:: Texto fornecido ::

Da parte da tarde, estivemos no Museu Agrícola da Atalaia, onde, além dos objectos e maquinaria agrícola, vemos logo à entrada informação sobre a Festa Grande da Senhora da Atalaia, com círios das localidades vizinhas. O Círio da Alfândega de Lisboa celebrou em 2007 500 anos de peregrinação ao Santuário.
Alguma coisa do programa deixamos de falar, do que fomos sendo informados pela organização da visita. De dentro do autocarro, apreciamos o monumento das Portas da Cidade, a Casa-Museu de Jorge Peixinho…
Finalmente, o Cais do Moinho de Maré ou Cais das Faluas. A Dr.a Fernanda, que nos acompanhou desde a igreja de Santo Isidro, também, aqui, explicou pormenorizadamente o funcionamento do moinho, com histórias sobre o último moleiro. No fim de tudo, um momento de convívio, com oferta de um cálice, bebido em ambiente de alegria, acompanhado de um bolinho e dois exemplares para a biblioteca da AUTITV do livro Santo Isidro de Pegões: Contrastes de Um Património a Preservar, de Nuno Teotónio Pereira, Hélder Paiva Coelho, Isabel Costa Lopes e Irene Buarque, Edições Colibri – Câmara Municipal de Montijo, 2009.

:::
:: Listagem fornecida ::

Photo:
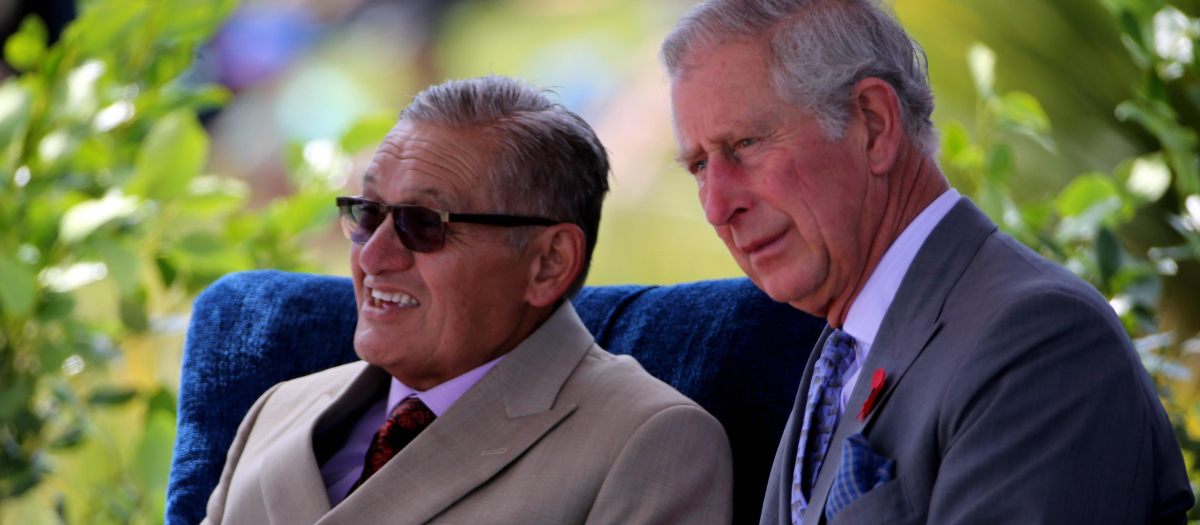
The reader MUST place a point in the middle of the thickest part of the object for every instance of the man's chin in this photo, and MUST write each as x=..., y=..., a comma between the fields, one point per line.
x=787, y=289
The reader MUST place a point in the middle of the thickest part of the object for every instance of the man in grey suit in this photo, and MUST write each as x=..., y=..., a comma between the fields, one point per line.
x=964, y=379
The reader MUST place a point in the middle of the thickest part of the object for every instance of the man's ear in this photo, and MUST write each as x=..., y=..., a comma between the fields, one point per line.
x=879, y=107
x=557, y=260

:::

Tarefa indicada A:
Copia do relato da visita o trecho que começa em "Alguma coisa do" e segue até "de Montijo, 2009.", inclusive, sem mudar nada.
Tarefa indicada B:
Repete tal e qual todas as linhas da listagem, do princípio ao fim, mas deixa as imagens fora da resposta.
O texto e a listagem não têm nada a ver um com o outro.

Resposta escrita A:
Alguma coisa do programa deixamos de falar, do que fomos sendo informados pela organização da visita. De dentro do autocarro, apreciamos o monumento das Portas da Cidade, a Casa-Museu de Jorge Peixinho…
Finalmente, o Cais do Moinho de Maré ou Cais das Faluas. A Dr.a Fernanda, que nos acompanhou desde a igreja de Santo Isidro, também, aqui, explicou pormenorizadamente o funcionamento do moinho, com histórias sobre o último moleiro. No fim de tudo, um momento de convívio, com oferta de um cálice, bebido em ambiente de alegria, acompanhado de um bolinho e dois exemplares para a biblioteca da AUTITV do livro Santo Isidro de Pegões: Contrastes de Um Património a Preservar, de Nuno Teotónio Pereira, Hélder Paiva Coelho, Isabel Costa Lopes e Irene Buarque, Edições Colibri – Câmara Municipal de Montijo, 2009.

Resposta escrita B:
Photo:
The reader MUST place a point in the middle of the thickest part of the object for every instance of the man's chin in this photo, and MUST write each as x=..., y=..., a comma between the fields, one point per line.
x=787, y=289
The reader MUST place a point in the middle of the thickest part of the object for every instance of the man in grey suit in this photo, and MUST write each as x=..., y=..., a comma between the fields, one point per line.
x=964, y=379
The reader MUST place a point in the middle of the thickest part of the object for every instance of the man's ear in this photo, and MUST write each as x=..., y=..., a comma between the fields, one point per line.
x=879, y=107
x=557, y=260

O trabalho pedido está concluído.